▶ _WHAT YOU NEED TO DO_:
Put the data below into a Markdown table with two columns, No. and Line, numbering each line and skipping blank ones. Leave the pictures out of the answer.
-- start INPUT FOR THIS TASK --
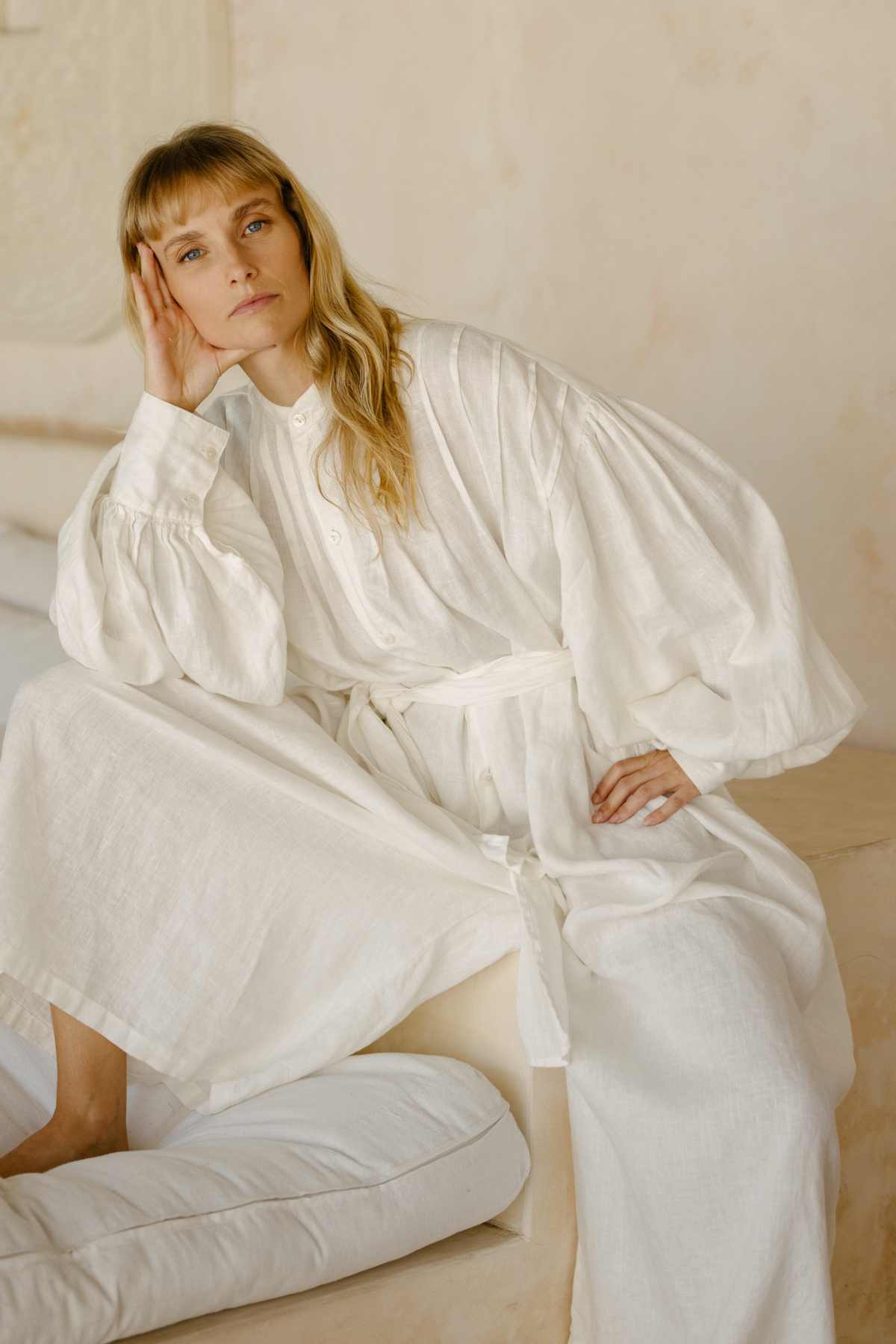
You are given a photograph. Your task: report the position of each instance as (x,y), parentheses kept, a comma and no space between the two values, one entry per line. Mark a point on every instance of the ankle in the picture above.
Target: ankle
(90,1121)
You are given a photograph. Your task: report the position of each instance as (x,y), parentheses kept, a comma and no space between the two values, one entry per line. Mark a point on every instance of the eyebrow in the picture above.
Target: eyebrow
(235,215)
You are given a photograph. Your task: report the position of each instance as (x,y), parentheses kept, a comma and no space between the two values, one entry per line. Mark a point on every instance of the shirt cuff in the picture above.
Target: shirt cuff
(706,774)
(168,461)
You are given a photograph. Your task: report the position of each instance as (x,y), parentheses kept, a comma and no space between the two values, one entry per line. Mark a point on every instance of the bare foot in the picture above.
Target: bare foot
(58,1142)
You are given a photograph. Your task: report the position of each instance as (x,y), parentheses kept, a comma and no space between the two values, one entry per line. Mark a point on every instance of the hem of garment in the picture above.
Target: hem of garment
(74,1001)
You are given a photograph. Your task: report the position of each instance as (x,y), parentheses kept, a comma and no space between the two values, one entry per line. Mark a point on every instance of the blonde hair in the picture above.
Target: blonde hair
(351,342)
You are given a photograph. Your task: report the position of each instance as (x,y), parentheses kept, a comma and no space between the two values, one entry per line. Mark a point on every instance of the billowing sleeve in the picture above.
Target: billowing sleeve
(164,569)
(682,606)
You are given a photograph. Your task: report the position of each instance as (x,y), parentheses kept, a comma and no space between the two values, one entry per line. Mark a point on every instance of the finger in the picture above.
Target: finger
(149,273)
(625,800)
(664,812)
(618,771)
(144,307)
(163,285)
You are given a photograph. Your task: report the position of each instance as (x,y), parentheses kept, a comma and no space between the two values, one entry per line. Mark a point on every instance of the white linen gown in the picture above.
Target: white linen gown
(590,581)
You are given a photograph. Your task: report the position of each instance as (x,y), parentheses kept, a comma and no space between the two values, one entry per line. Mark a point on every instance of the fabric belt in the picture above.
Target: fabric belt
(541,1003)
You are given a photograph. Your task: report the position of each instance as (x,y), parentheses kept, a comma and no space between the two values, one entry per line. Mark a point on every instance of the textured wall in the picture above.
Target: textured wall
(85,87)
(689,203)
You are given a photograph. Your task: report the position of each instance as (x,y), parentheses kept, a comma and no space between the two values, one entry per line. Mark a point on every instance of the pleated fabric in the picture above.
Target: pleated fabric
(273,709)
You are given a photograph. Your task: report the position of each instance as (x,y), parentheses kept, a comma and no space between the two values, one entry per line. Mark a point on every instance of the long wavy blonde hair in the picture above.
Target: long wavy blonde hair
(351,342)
-- end INPUT FOR THIS TASK --
▶ _TASK RESULT_:
| No. | Line |
|---|---|
| 1 | You are given a photograph. Your task: report the position of each instance as (x,y), parentheses kept, a comma and no space between the two values, one entry per line. Mark a point on every instance of the ankle in the picture above. |
| 2 | Target: ankle |
| 3 | (90,1121) |
| 4 | You are given a photograph. Your task: report the position of each instance as (x,y), parentheses kept, a comma and no space between the two values, one entry per line. Mark a point on every instance of the eyebrow in the picture above. |
| 5 | Target: eyebrow |
| 6 | (235,215) |
| 7 | You are given a photograph. Your task: report the position of each instance as (x,y), parentheses kept, a comma and no space between the two values, one entry per line. Mark a point on every instance of the shirt cuff in the picture above. |
| 8 | Target: shirt cuff |
| 9 | (706,774) |
| 10 | (168,461) |
| 11 | You are given a photograph. Your task: report the position of each instance as (x,y), parentheses kept, a comma and no space between the two values, one entry per line. Mark a point on every instance of the bare foot in the picture above. |
| 12 | Target: bare foot |
| 13 | (58,1142) |
| 14 | You are given a photograph. Your task: report the position of each instance as (x,y), parentheses kept, a comma and no space between the two values, one entry per line. Mark a point on every instance of the hem of garment in the picture above. |
| 15 | Target: hem of garment |
| 16 | (74,1001) |
| 17 | You are given a photograph. Your task: report the position of each instance as (x,y), parentheses kept, a comma and no space between the two values, one entry per line. Mark a point on every instance of the blonde hair in the picture above. |
| 18 | Target: blonde hair |
| 19 | (351,342) |
| 20 | You are given a photograph. Your task: report the position of each instance as (x,y), parentheses kept, a comma and no space between the two values, one entry per line. Mark a point on every instance of the billowing sleeve in the picture above. |
| 21 | Target: billowing sleeve |
| 22 | (164,569) |
| 23 | (682,606) |
| 24 | You are given a photograph. Your task: report the position of each instance as (x,y), parentheses kept, a comma and no space between the two values, one entry per line. Mark a point on every instance of the finger in the picture above. |
| 25 | Target: finger |
| 26 | (149,273) |
| 27 | (625,800) |
| 28 | (664,812) |
| 29 | (618,771) |
| 30 | (144,307) |
| 31 | (163,285) |
| 32 | You are given a photograph. Your task: report the position of each instance as (x,y), parentheses kept, a comma and no space between the two values, one entry per line. Mark a point on every instance of the white linen gown in the picture above. |
| 33 | Target: white linen gown |
| 34 | (590,581) |
| 35 | You are given a photograph. Your task: report the position of each instance as (x,y), parentheses kept, a comma and no space between the two values, one entry per line. Mark a point on every instance of the fabric belt in the picture above. |
| 36 | Target: fabric belt |
| 37 | (541,1003) |
| 38 | You are given a photograph. Your task: report the position of each instance as (x,y), parentheses kept, a comma and no space between the two values, one entry per line. Mark a point on every instance of the textured wall in the picture above. |
| 39 | Target: textured wall |
| 40 | (85,87) |
| 41 | (689,203) |
| 42 | You are given a photograph. Your task: report the position of each instance as (x,y), parentheses kept, a comma and no space between the two values, one entry per line. Mark a point on every instance of the pleated fabric in the picture above. |
| 43 | Target: pleated fabric |
| 44 | (273,709) |
| 45 | You are given a photograph. Your task: report the position of each instance as (x,y), parentheses kept, a comma and no space between the two values, one entry per line. Mark a point on every instance of the long wavy blonde hair in the picture above. |
| 46 | Target: long wavy blonde hair |
| 47 | (351,342) |